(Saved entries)
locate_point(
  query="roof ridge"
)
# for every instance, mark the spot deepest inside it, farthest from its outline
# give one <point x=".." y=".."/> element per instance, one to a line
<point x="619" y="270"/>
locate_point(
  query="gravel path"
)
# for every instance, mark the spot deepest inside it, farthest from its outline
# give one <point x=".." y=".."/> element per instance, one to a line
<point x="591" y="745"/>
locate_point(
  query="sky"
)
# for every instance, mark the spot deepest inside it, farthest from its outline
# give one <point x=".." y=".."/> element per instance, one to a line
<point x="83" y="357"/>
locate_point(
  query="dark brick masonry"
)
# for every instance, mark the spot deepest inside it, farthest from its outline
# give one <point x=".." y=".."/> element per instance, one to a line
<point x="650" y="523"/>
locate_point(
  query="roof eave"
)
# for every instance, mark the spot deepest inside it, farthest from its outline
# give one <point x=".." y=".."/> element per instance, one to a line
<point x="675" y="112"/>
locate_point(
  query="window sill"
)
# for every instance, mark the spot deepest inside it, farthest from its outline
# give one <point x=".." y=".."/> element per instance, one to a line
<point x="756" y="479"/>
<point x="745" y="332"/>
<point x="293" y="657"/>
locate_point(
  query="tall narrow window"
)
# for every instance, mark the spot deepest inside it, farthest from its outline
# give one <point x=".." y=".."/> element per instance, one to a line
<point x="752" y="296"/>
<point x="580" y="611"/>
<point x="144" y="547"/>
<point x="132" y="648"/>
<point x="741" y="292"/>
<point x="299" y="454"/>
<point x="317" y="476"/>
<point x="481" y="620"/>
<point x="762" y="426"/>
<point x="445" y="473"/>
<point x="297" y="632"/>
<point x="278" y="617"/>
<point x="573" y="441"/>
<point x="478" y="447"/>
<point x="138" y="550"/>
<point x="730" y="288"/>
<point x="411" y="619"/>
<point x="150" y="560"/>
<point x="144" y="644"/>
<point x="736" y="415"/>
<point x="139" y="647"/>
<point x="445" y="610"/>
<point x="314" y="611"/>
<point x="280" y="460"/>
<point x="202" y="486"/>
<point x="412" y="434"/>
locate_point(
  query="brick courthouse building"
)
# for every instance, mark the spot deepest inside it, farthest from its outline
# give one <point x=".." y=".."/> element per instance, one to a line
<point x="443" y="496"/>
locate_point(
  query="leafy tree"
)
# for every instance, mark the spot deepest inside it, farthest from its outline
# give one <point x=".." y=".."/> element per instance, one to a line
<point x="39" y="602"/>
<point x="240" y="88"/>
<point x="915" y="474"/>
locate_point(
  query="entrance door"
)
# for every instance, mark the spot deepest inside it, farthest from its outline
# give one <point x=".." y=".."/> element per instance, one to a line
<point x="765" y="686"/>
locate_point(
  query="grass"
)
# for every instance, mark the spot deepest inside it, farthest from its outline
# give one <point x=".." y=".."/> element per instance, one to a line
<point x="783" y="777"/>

**Task item:**
Answer with a number only. How many lines in the records include the word "brick"?

**Exercise solution:**
2